**Excerpt**
────
In Microsoft Excel I would like to format cells for date as 10-10-2010 instead of 10/10/2010

Copper Contributor

I'm doing a family directory. I save each family's info separately. How can I save it all in one file to be shared with eveybody?

2 Replies

@wlb729attnet 

  1. 10/10/2010 is a bad example - it doesn't tell us whether you want month-day-year or day-month-year. Anyway, you can assign the custom number format mm\-dd\-yyyy or dd\-mm\-yyyy to the cells with the dates. But I would prefer to use an unambiguous date format such as d-mmm-yyyy or yyyy-mm-dd.
  2. You can store the info in worksheets in a single workbook. Save that workbook to a cloud service such as OneDrive, Google Drive or Dropbox and share it with your family members.
────
**Dataset**
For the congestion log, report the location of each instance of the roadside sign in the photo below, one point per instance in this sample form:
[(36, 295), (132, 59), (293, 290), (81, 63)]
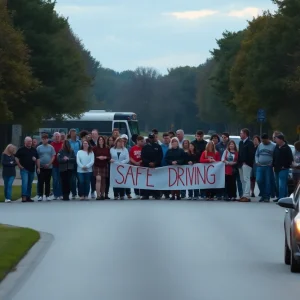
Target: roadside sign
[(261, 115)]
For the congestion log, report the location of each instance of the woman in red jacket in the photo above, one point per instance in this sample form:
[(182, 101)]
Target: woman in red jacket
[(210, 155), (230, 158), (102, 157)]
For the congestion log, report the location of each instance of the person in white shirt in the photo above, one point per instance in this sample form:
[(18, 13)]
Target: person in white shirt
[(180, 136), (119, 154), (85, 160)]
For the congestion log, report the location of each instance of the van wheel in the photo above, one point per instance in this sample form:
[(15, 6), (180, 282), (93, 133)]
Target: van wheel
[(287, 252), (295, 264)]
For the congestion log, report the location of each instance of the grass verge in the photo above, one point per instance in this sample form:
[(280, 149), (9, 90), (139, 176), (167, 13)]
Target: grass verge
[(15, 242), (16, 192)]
────
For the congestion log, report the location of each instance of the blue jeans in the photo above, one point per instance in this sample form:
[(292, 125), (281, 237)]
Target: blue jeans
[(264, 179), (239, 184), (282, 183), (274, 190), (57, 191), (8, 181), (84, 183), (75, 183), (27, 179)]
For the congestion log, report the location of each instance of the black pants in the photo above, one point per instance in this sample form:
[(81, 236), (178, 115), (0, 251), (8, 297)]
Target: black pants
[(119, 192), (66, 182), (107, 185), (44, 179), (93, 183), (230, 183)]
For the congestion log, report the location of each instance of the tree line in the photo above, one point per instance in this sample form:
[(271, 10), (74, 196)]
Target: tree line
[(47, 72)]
────
**Directions**
1) Reproduce the Excel forum thread above from "1. 10/10/2010 is" up to and including "your family members.".
2) In the Excel forum thread above, which cloud services does the reply name for saving and sharing the workbook?

**Solutions to the tasks**
1)
1. 10/10/2010 is a bad example - it doesn't tell us whether you want month-day-year or day-month-year. Anyway, you can assign the custom number format mm\-dd\-yyyy or dd\-mm\-yyyy to the cells with the dates. But I would prefer to use an unambiguous date format such as d-mmm-yyyy or yyyy-mm-dd.
  2. You can store the info in worksheets in a single workbook. Save that workbook to a cloud service such as OneDrive, Google Drive or Dropbox and share it with your family members.

2) OneDrive, Google Drive or Dropbox.